:: Information supplied ::
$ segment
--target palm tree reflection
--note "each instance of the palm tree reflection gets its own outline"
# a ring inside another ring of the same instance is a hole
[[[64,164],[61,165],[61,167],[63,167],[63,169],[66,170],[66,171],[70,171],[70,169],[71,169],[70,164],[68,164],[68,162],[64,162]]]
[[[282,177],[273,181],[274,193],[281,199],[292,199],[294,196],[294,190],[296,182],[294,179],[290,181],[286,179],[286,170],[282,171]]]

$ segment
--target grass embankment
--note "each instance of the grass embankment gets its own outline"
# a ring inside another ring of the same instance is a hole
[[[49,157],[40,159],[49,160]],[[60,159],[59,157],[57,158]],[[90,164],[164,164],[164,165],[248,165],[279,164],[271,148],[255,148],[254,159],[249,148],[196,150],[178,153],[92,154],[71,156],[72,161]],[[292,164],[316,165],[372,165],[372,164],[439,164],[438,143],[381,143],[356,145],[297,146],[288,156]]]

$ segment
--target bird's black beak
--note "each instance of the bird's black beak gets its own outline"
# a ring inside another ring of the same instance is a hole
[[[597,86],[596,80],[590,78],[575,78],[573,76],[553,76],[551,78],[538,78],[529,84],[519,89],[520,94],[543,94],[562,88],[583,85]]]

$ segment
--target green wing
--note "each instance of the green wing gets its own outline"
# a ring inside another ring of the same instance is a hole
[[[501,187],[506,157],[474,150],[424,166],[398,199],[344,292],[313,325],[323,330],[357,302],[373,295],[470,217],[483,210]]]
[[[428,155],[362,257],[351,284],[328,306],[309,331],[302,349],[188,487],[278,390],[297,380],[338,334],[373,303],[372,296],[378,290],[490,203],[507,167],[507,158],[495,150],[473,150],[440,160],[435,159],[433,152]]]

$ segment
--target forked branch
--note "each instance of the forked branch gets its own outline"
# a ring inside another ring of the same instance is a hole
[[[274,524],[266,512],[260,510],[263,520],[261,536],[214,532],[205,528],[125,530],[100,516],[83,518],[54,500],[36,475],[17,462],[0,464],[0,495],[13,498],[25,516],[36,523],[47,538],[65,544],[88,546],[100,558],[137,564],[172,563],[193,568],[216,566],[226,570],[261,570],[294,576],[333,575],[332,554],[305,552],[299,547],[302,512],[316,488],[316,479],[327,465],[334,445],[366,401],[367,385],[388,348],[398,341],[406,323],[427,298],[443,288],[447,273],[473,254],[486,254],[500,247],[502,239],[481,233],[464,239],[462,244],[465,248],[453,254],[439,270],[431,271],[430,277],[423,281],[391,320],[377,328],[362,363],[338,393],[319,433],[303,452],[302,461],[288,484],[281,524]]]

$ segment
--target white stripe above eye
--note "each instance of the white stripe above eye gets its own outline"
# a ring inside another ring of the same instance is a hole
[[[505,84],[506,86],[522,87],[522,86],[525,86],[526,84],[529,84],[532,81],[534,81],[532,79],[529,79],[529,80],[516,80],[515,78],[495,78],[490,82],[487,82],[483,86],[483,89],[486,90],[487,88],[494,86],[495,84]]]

:: Task ::
Return each line of the data above that contains the word "embankment".

:: Solution to this exercise ::
--target grass embankment
--note "each instance of the grass embankment gets its own outline"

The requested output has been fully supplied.